**** SUPPLIED RECORDS

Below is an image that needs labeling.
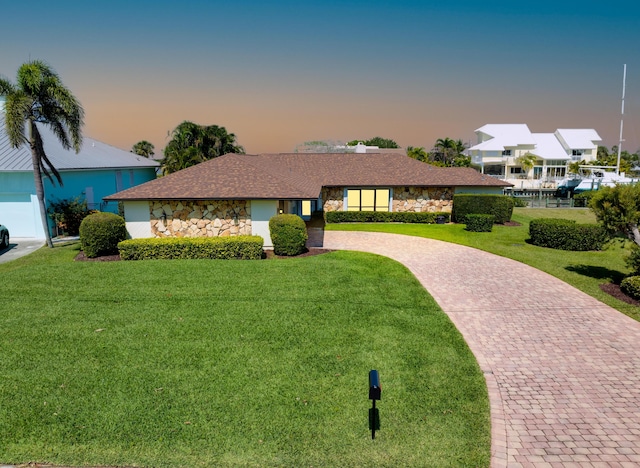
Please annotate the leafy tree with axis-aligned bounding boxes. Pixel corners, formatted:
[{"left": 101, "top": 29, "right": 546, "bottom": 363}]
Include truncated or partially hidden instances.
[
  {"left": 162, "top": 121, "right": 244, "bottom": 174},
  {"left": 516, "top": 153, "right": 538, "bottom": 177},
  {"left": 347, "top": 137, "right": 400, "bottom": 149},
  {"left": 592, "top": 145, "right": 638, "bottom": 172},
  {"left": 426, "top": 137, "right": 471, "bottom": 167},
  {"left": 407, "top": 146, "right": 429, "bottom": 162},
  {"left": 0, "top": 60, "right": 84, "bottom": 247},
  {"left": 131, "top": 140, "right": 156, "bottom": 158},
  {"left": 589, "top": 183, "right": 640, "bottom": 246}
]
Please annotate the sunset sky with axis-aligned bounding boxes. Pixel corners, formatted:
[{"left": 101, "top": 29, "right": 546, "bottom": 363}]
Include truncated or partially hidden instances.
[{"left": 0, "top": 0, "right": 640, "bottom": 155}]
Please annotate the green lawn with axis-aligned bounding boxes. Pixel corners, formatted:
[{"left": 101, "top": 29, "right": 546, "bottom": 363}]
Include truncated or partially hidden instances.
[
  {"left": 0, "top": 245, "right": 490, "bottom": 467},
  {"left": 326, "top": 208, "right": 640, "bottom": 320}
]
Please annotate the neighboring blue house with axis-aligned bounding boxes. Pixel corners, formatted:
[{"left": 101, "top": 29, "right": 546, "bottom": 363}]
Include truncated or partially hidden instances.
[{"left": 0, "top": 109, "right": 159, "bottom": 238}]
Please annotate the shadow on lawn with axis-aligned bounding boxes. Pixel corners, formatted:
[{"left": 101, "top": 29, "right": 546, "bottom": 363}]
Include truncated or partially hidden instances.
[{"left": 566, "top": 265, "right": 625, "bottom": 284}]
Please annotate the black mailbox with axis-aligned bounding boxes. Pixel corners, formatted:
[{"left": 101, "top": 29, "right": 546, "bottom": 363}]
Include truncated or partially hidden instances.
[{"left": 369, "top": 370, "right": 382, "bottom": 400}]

********
**** SUPPLIED RECORDS

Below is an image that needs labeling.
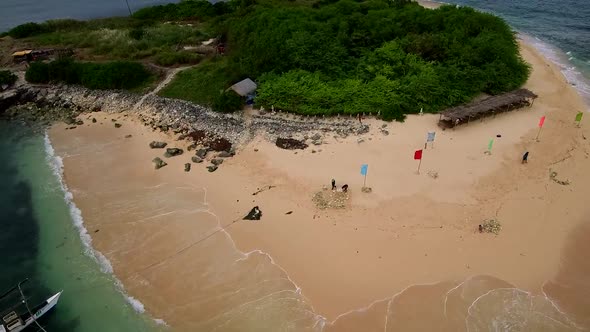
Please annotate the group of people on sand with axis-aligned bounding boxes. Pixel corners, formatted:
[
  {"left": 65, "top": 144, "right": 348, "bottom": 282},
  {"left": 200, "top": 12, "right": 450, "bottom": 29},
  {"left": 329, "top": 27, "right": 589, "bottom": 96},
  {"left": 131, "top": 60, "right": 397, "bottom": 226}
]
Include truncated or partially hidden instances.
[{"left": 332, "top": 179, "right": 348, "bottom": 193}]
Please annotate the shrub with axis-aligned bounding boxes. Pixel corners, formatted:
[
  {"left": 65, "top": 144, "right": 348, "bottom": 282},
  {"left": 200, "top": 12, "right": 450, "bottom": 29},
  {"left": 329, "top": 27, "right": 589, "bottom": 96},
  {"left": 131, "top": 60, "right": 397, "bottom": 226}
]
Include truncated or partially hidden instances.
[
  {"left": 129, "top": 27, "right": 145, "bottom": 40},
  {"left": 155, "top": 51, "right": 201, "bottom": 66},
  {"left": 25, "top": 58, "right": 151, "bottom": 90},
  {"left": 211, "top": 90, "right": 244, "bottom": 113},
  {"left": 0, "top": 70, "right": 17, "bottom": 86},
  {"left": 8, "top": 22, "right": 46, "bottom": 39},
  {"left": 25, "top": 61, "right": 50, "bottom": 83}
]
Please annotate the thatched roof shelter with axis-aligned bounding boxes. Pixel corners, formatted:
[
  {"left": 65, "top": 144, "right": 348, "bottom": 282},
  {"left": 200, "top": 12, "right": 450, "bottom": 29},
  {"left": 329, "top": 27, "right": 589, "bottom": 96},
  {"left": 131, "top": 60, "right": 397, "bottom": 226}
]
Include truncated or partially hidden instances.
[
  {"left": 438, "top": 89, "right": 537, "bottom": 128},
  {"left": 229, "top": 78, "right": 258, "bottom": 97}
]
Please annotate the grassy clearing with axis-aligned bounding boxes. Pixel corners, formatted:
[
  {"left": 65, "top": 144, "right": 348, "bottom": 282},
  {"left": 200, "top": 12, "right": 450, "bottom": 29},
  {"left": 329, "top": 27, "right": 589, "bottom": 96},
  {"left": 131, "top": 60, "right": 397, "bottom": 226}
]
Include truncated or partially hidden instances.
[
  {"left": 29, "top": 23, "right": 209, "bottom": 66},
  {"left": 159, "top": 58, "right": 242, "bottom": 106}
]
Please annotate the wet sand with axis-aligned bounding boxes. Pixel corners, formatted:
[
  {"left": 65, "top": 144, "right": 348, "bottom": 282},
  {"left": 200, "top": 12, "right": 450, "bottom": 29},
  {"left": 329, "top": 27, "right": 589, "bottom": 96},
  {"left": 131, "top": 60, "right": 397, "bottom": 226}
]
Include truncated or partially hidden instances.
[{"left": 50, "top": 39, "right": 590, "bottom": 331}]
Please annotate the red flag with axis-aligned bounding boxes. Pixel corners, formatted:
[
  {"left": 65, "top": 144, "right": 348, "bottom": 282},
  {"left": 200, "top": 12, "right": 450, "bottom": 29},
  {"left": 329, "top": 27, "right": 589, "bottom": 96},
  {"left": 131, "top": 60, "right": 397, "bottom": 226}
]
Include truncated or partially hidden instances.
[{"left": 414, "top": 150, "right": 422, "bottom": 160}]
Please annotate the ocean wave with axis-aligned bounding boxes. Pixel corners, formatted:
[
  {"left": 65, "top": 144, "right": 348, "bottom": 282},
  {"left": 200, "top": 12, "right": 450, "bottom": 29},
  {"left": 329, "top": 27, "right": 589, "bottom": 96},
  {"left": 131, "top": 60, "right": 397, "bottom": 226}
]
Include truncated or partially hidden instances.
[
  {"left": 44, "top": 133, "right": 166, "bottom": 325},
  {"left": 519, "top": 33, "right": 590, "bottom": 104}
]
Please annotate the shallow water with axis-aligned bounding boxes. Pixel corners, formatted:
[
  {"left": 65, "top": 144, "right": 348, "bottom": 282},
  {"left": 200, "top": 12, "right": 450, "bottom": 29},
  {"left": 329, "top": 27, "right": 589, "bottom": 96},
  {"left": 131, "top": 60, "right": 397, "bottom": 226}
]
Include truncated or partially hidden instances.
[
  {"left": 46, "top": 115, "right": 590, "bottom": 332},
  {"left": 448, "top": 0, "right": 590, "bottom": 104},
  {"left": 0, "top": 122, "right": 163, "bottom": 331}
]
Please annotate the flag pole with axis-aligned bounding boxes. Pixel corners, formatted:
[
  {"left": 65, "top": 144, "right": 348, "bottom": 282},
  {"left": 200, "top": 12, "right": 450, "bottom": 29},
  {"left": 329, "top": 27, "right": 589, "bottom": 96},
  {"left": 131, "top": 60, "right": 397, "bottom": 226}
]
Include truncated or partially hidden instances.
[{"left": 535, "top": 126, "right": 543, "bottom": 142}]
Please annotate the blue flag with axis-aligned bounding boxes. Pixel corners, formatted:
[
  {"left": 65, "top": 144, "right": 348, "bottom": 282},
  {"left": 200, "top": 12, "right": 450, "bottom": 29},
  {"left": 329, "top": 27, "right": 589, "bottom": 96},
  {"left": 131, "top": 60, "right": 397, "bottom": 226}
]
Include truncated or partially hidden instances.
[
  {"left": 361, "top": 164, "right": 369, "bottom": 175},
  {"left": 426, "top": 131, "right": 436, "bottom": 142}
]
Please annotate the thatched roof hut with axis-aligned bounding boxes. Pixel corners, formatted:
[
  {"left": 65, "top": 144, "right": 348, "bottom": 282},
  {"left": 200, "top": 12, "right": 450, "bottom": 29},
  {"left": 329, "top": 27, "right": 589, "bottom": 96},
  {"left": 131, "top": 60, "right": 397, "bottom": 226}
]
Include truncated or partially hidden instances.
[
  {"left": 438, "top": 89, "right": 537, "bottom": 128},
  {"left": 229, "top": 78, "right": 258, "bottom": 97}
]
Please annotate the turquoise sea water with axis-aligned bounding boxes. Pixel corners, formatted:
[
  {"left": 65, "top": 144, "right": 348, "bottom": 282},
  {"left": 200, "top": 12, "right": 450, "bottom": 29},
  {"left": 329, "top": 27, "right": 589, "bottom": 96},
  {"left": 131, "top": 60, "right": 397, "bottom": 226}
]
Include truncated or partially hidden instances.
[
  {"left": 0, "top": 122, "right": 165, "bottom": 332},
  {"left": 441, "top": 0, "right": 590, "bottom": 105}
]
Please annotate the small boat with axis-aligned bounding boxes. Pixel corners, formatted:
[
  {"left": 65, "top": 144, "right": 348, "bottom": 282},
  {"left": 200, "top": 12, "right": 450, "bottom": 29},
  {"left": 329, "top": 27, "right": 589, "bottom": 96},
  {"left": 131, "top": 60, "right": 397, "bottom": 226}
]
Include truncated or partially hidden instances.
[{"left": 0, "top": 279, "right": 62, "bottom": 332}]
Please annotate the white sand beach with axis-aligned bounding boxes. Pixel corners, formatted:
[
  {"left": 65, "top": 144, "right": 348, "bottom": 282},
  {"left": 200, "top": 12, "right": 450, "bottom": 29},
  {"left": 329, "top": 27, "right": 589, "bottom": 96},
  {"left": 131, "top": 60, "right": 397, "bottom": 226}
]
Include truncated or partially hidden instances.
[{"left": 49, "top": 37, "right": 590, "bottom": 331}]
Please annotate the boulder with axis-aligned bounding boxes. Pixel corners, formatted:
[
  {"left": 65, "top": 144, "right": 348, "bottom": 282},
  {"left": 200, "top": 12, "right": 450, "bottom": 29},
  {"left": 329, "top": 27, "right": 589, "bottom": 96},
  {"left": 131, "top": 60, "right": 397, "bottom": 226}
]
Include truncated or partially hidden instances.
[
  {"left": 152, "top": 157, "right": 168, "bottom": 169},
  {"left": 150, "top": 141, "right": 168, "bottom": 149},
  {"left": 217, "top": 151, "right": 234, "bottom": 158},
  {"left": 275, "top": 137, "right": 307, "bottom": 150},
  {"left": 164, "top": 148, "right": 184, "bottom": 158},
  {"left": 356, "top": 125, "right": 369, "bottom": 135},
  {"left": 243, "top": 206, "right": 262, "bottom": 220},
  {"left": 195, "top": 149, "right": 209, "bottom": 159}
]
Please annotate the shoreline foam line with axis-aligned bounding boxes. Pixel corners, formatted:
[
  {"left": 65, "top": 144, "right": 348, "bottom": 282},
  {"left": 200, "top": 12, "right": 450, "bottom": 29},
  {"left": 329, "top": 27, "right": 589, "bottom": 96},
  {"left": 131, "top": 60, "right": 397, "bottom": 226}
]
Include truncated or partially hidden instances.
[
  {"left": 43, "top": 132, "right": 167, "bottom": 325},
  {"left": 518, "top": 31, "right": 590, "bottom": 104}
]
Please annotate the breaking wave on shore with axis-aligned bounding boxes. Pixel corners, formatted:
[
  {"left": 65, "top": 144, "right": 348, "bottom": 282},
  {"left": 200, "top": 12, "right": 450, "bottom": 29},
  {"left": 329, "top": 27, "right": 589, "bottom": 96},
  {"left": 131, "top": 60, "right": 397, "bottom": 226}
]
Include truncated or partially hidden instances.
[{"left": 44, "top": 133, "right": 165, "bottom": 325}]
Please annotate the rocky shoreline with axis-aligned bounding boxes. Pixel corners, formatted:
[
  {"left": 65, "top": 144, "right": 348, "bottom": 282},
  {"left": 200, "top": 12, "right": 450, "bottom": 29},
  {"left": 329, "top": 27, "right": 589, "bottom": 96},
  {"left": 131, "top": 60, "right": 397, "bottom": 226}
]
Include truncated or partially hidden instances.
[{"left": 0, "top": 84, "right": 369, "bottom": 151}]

********

> [REQUIRED TASK]: Count the lines in the entries above that contain the string "sand", treating uppercase and lowercase as different. Give only the number.

> [TASK ANSWER]: 3